→ **SELECTED PASSAGE**
= = = =
= My Name Is Aram =

1940 short-story collection by William Saroyan

First edition (publ. Harcourt Brace)
Illustrated by Don Freeman

My Name is Aram is a 1940 short story collection by American author William Saroyan. The stories detail the exploits of Aram Garoghlanian, a boy of Armenian descent growing up in Fresno, California, and the various members of his large family. This book is assigned reading in some schools.

==Contents==
1. "The Summer of the Beautiful White Horse"
2. "The Journey to Hanford"
3. "The Pomegranate Trees"
4. "One of our Future Poets, You Might Say"
5. "The Fifty-Yard Dash"
6. "A Nice Old-Fashioned Romance, With Love Lyrics and Everything"
7. "My Cousin Dikran, the Orator"
8. "The Presbyterian Choir Singers"
9. "The Circus"
10. "The Three Swimmers and the Grocer from Yale"
11. "Locomotive 38, the Ojibway"
12. "Old Country Advice to the American Traveler"
13. "The Poor and Burning Arab"
14. "A Word to Scoffers"
= = = =
→ **LISTED RECORDS**
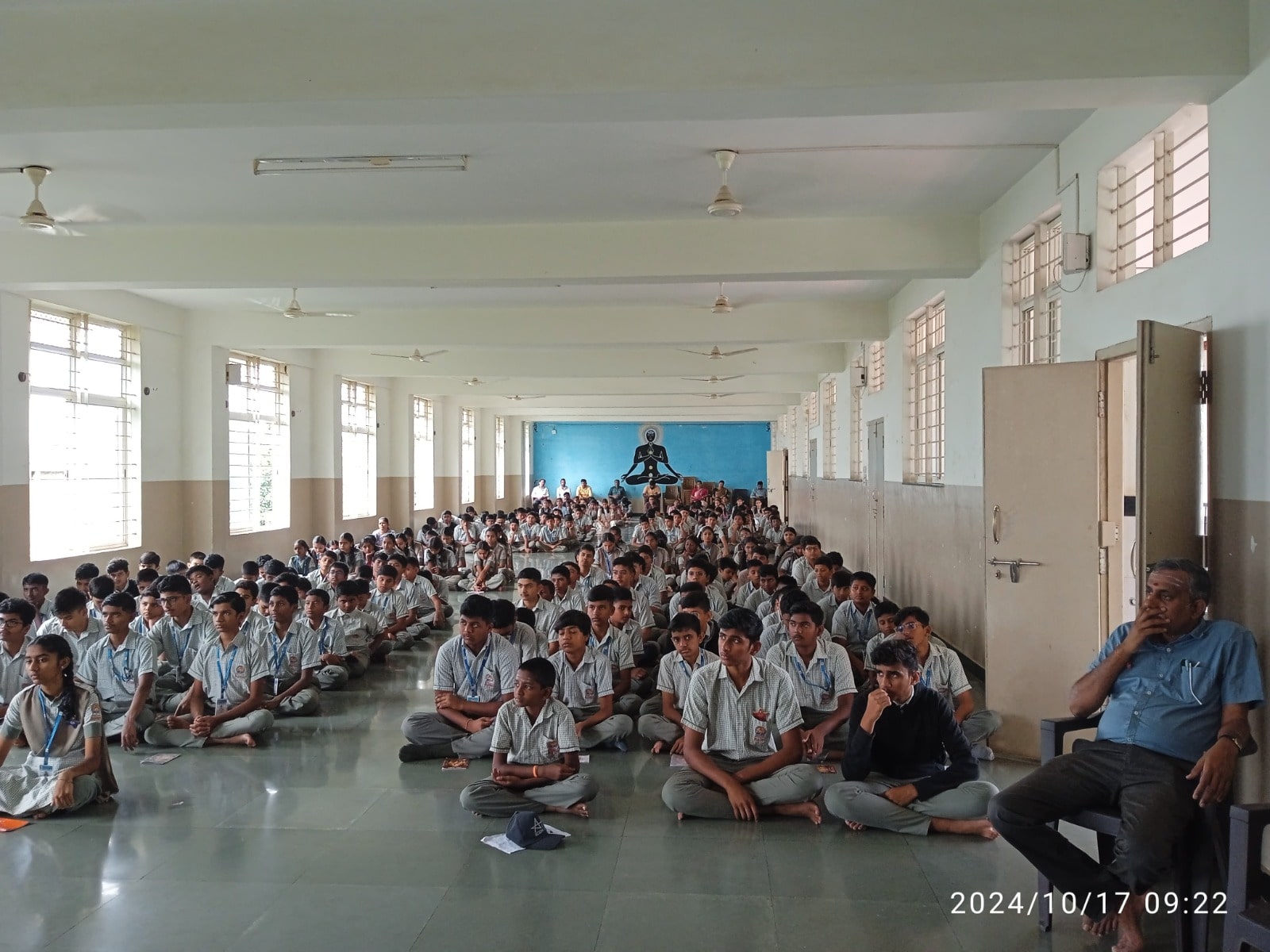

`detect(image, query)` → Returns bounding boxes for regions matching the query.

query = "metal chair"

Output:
[1222,804,1270,952]
[1037,713,1254,952]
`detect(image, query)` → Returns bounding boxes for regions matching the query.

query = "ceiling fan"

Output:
[0,165,94,237]
[371,347,449,363]
[675,344,758,360]
[710,281,732,313]
[254,288,358,321]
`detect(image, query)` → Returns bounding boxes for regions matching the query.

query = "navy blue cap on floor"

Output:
[506,810,564,849]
= = = =
→ **TASK LIST**
- 1) Condense the paragraph in the article on My Name Is Aram that begins "My Name is Aram is a 1940 short story collection" into a shorter version that keeps its main facts.
- 2) Extend the article on My Name Is Aram past its final line.
The material has no connection to the article on My Name Is Aram.

→ **WRITTEN RESPONSES**
- 1) My Name is Aram, a 1940 short story collection by American author William Saroyan, follows Aram Garoghlanian, an Armenian-descended boy growing up in Fresno, California, and his large family. Some schools assign it as reading.

- 2)
==Plot summaries==
This collection of short stories resembles a novel in that Aram is the hero of each one, all are written in the same style, and they are in roughly chronological order. The first story takes place when Aram is 9 years old, the last when he is a young man leaving his hometown for the first time. Each story has Aram interacting with a different member of his large family or with other people in Fresno.

In the first story, "The Summer of the Beautiful White Horse", Aram and his crazy Cousin Mourad "borrow" their neighbor's horse. In the second, Aram accompanies his lazy but musical zither-playing Uncle Jorgi on "The Journey to Hanford", where Jorgi is supposed to find work as a day laborer. This story also features Aram's grandfather, supposedly the head of the family, but actually easily opposed by the old man's bickering wife. In the third tale, "The Pomegranate Trees", Aram helps his Uncle Melik in a poetic but ill-fated plan to grow a pomegranate orchard in the desert. "One of our Future Poets, You Might Say" is a story about Aram's physical check-up at his elementary school. In "The Fifty-Yard Dash", Aram looks to Lionel Strongfort bodybuilding ads while Uncle Gyko dabbles in Eastern religions.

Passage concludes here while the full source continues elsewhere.